EXERCISE PASSAGE:
Hildegarde Hawthorne (September 25, 1871 – December 10, 1952) was an American writer of supernatural and ghost stories, a poet and biographer.

== Family ==
Born on September 25, 1871, in New York City, Hildegarde Hawthorne was the granddaughter of Nathaniel Hawthorne (1804–1864) and eldest child of Julian Hawthorne (1846–1934) and Minnie Amelung Hawthorne. She lived in Germany, England, and Jamaica as a child.

== Career ==
At age sixteen Hildegarde began selling articles to the children's magazine St. Nicholas. Her supernatural short story "Perdita," was published in the March 1897 Harper's Magazine. She wrote biographies of Nathaniel Hawthorne, Henry Wadsworth Longfellow, Ralph Waldo Emerson, Henry David Thoreau, Thomas Paine, Matthew Fontaine Maury, and Oliver Wendell Holmes Sr.

Hawthorne also wrote travel narratives, including Old Seaport Towns of New England (1916), Rambles in Old College Towns (1917), Corsica: The Surprising Island (1926), Romantic Cities of California (1939), and Williamsburg, Old and New (1941).

Hawthorne marched in the 1913 women's suffrage parade in New York City. She lived in California in the 1920s and 1930s.

A collection of ghost stories by Hawthorne, The Faded Garden, was published in 1985, edited by Jessica Amanda Salmonson. Her work is sometimes found in anthologies of American women's writing. Hawthorne co-authored Enos Mills of the Rockies with Esther Burnell Mills.

== Personal life ==
Hildegarde Hawthorne married John Milton Oskison in 1920. She died in 1952, aged 81 years, in Danbury, Connecticut.

(Extracted records)

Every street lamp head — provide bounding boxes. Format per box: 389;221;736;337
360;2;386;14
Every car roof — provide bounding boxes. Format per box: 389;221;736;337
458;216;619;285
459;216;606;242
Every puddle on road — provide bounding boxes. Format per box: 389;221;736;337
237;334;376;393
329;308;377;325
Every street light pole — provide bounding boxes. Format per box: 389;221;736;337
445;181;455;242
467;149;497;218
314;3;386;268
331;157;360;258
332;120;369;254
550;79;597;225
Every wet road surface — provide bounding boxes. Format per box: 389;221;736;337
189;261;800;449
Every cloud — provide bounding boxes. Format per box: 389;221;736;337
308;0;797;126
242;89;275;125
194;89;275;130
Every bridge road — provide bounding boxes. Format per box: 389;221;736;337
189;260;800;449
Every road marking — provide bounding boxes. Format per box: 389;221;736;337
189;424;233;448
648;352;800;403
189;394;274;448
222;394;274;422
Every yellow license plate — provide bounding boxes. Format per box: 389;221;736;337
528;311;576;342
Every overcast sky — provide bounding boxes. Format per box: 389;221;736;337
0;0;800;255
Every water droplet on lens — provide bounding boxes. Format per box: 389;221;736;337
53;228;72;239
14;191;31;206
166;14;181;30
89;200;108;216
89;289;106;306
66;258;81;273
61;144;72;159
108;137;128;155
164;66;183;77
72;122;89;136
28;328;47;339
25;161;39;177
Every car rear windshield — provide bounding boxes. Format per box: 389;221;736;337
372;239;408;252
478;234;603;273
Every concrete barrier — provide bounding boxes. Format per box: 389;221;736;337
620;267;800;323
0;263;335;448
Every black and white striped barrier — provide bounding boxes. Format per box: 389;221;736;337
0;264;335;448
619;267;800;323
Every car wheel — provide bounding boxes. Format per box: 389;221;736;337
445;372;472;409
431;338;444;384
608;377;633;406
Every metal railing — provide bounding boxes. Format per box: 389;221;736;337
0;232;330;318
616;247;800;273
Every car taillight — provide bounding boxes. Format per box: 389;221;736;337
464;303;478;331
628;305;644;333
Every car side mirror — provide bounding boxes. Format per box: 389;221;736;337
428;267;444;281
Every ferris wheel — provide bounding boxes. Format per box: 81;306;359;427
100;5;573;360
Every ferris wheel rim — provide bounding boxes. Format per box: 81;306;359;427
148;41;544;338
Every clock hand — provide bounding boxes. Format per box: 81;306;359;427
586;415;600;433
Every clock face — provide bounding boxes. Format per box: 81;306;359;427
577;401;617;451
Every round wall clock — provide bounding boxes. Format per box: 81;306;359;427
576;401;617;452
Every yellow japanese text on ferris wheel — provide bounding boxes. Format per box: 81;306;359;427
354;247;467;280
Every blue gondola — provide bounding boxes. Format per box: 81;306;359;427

TASKS AND EXERCISES:
a – In the Hildegarde Hawthorne biography, rewrite everything from "Hawthorne marched in" down to "Esther Burnell Mills.", substituting "collections" for "anthologies".
b – Answer these questions using the Hildegarde Hawthorne biography.
(i) In what city was Hildegarde Hawthorne born?
(ii) In which issue of Harper's Magazine did her story "Perdita" appear?
(iii) Whom did she marry in 1920?

RESPONSES FOR EACH TASK:
a –
Hawthorne marched in the 1913 women's suffrage parade in New York City. She lived in California in the 1920s and 1930s.

A collection of ghost stories by Hawthorne, The Faded Garden, was published in 1985, edited by Jessica Amanda Salmonson. Her work is sometimes found in collections of American women's writing. Hawthorne co-authored Enos Mills of the Rockies with Esther Burnell Mills.

b –
(i) New York City
(ii) The March 1897 issue
(iii) John Milton Oskison